**The task**
Give an exact copy of every line, leaving images out.

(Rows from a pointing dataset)
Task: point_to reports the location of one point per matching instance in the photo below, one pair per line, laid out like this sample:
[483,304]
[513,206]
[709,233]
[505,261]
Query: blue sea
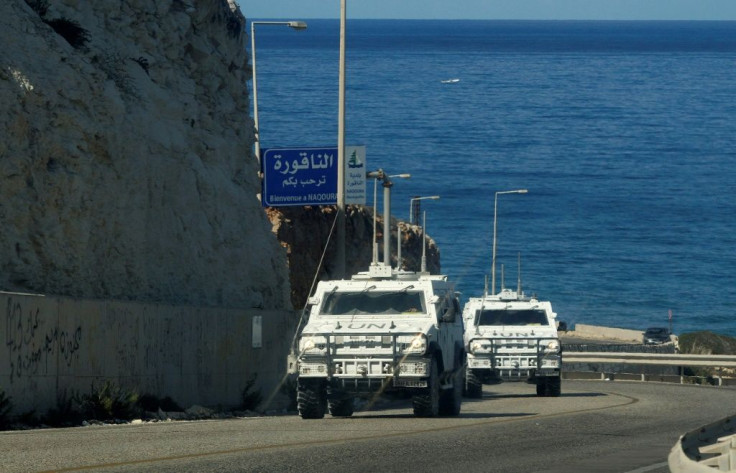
[624,134]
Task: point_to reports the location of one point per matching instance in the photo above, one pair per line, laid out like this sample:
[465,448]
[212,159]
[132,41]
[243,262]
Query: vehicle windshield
[511,317]
[370,302]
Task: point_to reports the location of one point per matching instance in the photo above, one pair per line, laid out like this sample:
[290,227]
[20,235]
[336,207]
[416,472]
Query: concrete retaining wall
[608,333]
[54,346]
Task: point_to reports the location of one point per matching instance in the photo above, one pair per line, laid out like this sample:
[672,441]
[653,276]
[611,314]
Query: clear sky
[496,9]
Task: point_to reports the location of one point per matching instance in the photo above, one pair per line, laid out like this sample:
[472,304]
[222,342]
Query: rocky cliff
[126,169]
[308,233]
[125,162]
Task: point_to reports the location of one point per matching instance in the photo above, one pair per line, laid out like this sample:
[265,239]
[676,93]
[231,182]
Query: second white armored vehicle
[382,332]
[511,337]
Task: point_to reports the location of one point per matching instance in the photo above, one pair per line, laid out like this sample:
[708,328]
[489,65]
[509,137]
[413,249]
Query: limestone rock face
[125,162]
[309,237]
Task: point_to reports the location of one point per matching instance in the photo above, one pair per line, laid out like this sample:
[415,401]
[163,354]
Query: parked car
[656,336]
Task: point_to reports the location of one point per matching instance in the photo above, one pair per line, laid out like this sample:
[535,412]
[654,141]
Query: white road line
[656,466]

**Final result**
Task: point_to reports the location of one point per matching instance in the photo below, one pair per line, laid out like this sample:
[483,304]
[513,206]
[709,233]
[505,261]
Query: blue sea
[624,134]
Task: point_to reports the location of one point per matching instance in the photo above, one pair per line, laid out like this sample:
[465,448]
[212,159]
[132,41]
[243,262]
Query: vehicle windshield
[511,317]
[370,302]
Task: point_to reports the location of one point per matching instance in the photo above, one pair per line, laid out like this sample:
[290,227]
[20,235]
[336,207]
[416,472]
Query: concrete retaining wall
[608,333]
[54,346]
Task: point_to reports the location of one point per matching instance in the photo above, one pair per line, laid out like this sample:
[672,441]
[653,276]
[611,314]
Query: clear sky
[496,9]
Task: point_to reports the location of one point per matching instance in the photo above, one pair per line, laid out like this sample:
[472,304]
[222,342]
Query: rocky cliff
[126,169]
[308,233]
[125,162]
Task: point_to reports the location of one point per matching instance in the photo above, one pair per line, laid out like this sample:
[265,239]
[676,93]
[231,182]
Query: second white armored vehicle
[382,332]
[511,337]
Task: point_to reports the location of one point per matching instance in the photo above, one pair per line, laid out like this sample:
[708,328]
[489,65]
[509,137]
[413,249]
Query: limestone rock face
[125,162]
[309,237]
Task: point_to reports the location of one point per matching instance in the photo above, one pair per line, laid out like this sample:
[415,401]
[163,354]
Query: parked car
[656,336]
Task: point_to reports the location of one point per matching instance in the photo above, one pair per line, laid out like this sample:
[535,412]
[654,141]
Query: white road line
[656,466]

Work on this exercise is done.